DIRECTIONS: Under this line are the records; write out word for word the part that begins at the line containing "In this photo, where can the plaza" and ends at the line containing "Target: church entrance doorway", and no more.

DATA FOR THE TASK:
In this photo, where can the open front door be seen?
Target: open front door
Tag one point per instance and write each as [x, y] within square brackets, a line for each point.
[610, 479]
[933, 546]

--

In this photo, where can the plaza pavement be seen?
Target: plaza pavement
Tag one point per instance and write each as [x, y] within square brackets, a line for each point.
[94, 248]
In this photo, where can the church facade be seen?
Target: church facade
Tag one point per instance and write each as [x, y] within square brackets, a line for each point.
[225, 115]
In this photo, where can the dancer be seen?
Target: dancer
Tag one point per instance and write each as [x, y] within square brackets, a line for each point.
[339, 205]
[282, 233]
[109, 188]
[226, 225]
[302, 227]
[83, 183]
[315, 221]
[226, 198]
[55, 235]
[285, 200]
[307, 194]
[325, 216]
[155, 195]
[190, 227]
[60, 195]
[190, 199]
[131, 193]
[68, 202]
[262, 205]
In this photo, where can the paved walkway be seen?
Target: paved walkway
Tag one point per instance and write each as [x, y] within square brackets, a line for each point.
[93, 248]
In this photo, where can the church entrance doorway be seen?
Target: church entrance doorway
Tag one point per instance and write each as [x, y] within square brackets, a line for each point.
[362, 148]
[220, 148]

EXPECTED ANSWER:
In this photo, where can the plaza pavement be seen?
Target: plaza pavement
Tag one point per instance and write each as [x, y] within square brackets, a line for each point.
[94, 248]
In this photo, where can the church facade be seen?
Target: church facade
Tag one point per instance and write each as [x, y] within square brackets, a line for each point.
[225, 115]
In this photo, where can the dancer be seen?
Target: dancer
Tag one point per instance and write each as [x, y] within square brackets, a line for each point.
[339, 205]
[282, 233]
[109, 188]
[226, 225]
[302, 227]
[83, 183]
[315, 221]
[226, 198]
[55, 235]
[285, 200]
[307, 194]
[325, 216]
[155, 195]
[190, 227]
[60, 195]
[190, 199]
[131, 193]
[68, 202]
[262, 205]
In this photo, where can the paved walkway be seen?
Target: paved walkway
Tag one point per instance and write each as [x, y] within square brackets, a line for each point.
[93, 248]
In this photo, where can the church entrance doorway be seen?
Target: church entrance doorway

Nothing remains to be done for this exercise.